#### WHAT YOU ARE ASKED TO DO
Will you copy out the items word for word, starting with their first line and going on through the line that contains "point(952, 579)", with both of those lines included?

☆ ☆ ☆

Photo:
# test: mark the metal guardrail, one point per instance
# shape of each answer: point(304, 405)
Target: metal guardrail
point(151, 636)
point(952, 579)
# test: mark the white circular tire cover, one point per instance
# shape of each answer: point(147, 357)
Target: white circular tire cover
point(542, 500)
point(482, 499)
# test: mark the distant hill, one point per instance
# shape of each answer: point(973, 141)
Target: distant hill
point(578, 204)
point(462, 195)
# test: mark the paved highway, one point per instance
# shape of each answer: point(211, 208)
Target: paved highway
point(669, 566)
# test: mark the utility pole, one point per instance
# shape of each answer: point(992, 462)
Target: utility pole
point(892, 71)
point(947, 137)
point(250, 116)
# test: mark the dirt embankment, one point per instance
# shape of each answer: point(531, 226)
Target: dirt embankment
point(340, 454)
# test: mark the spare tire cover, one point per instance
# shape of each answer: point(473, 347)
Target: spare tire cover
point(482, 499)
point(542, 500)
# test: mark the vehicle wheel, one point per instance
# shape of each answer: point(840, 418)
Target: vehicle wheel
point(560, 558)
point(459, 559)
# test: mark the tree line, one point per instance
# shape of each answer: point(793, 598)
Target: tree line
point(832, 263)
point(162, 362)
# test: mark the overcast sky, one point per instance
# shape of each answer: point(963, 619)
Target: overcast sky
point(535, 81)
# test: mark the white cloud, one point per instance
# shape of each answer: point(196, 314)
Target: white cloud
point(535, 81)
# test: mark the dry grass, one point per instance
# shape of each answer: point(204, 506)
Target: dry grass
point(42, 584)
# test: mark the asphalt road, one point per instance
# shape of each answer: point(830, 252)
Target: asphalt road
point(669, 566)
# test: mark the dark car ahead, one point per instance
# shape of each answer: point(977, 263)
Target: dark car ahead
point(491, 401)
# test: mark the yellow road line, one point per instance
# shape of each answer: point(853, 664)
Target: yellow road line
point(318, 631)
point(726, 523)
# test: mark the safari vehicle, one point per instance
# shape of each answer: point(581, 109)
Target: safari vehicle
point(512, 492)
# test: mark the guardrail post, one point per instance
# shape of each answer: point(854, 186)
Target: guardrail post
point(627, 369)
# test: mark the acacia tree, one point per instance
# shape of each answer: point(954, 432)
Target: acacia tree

☆ ☆ ☆

#### EXPECTED ANSWER
Photo:
# test: mark the metal guardrail, one point per instance
# shape of each answer: point(304, 405)
Target: metal guardrail
point(151, 636)
point(952, 579)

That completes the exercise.